> _EXERCISE INSTRUCTIONS_
In the records below, turn the lines into a numbered list with blank lines omitted, starting at the line that contains "Mark every instance of the apartment" and ending after the line that contains "[(249, 127), (6, 162)]".

____ MATERIAL PROVIDED

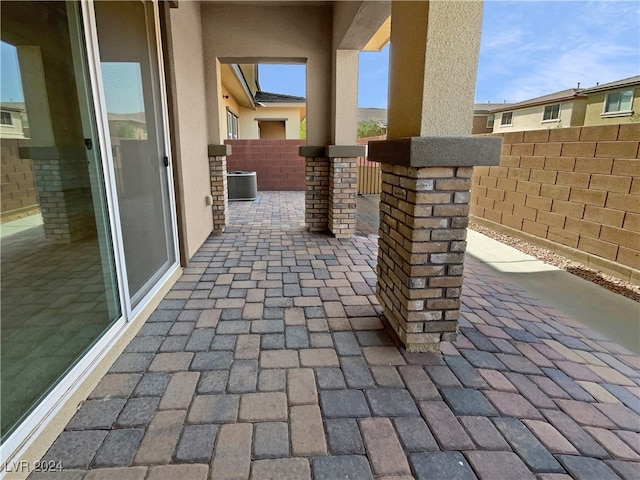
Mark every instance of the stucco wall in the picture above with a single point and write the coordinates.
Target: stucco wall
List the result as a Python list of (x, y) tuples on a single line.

________
____ MATERIAL PROVIDED

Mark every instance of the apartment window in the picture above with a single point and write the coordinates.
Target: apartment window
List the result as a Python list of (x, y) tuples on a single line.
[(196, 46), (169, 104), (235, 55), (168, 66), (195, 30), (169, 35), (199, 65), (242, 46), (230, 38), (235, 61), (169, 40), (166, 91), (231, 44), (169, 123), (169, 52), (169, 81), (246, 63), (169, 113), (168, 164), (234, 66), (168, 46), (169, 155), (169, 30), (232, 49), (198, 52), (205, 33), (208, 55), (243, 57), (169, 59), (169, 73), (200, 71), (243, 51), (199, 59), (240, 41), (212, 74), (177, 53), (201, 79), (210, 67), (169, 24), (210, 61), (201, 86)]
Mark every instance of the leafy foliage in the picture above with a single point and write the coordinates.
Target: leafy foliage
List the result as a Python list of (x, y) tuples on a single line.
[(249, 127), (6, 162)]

________
____ MATERIAL PROVIDED

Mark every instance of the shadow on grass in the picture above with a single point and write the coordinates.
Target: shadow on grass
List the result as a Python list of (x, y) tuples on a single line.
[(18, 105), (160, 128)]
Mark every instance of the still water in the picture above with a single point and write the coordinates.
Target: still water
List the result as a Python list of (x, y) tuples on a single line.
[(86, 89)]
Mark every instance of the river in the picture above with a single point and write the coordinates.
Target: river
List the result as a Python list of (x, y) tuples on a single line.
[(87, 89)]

________

> _EXERCISE RESPONSE_
1. Mark every instance of the apartment window in the picture above with a single point and write the coordinates.
2. Target: apartment window
3. List the result as a Python list of (x, y) tuples on a single line.
4. [(196, 46), (169, 104), (235, 55), (168, 66), (195, 30), (169, 35), (199, 65), (242, 46), (230, 38), (235, 61), (169, 40), (166, 91), (231, 44), (169, 123), (169, 52), (169, 81), (246, 63), (169, 113), (168, 164), (234, 66), (168, 46), (169, 155), (169, 30), (232, 49), (198, 52), (205, 33), (208, 55), (243, 57), (169, 59), (169, 73), (200, 71), (243, 51), (199, 59), (240, 41), (212, 74), (177, 53), (201, 79), (210, 67), (169, 24), (210, 61), (201, 86)]
5. Mark every instance of the leafy foliage in the picture above with a single point and write the coordinates.
6. Target: leafy foliage
7. List the result as a Python list of (x, y) tuples on a single line.
8. [(249, 127), (6, 162)]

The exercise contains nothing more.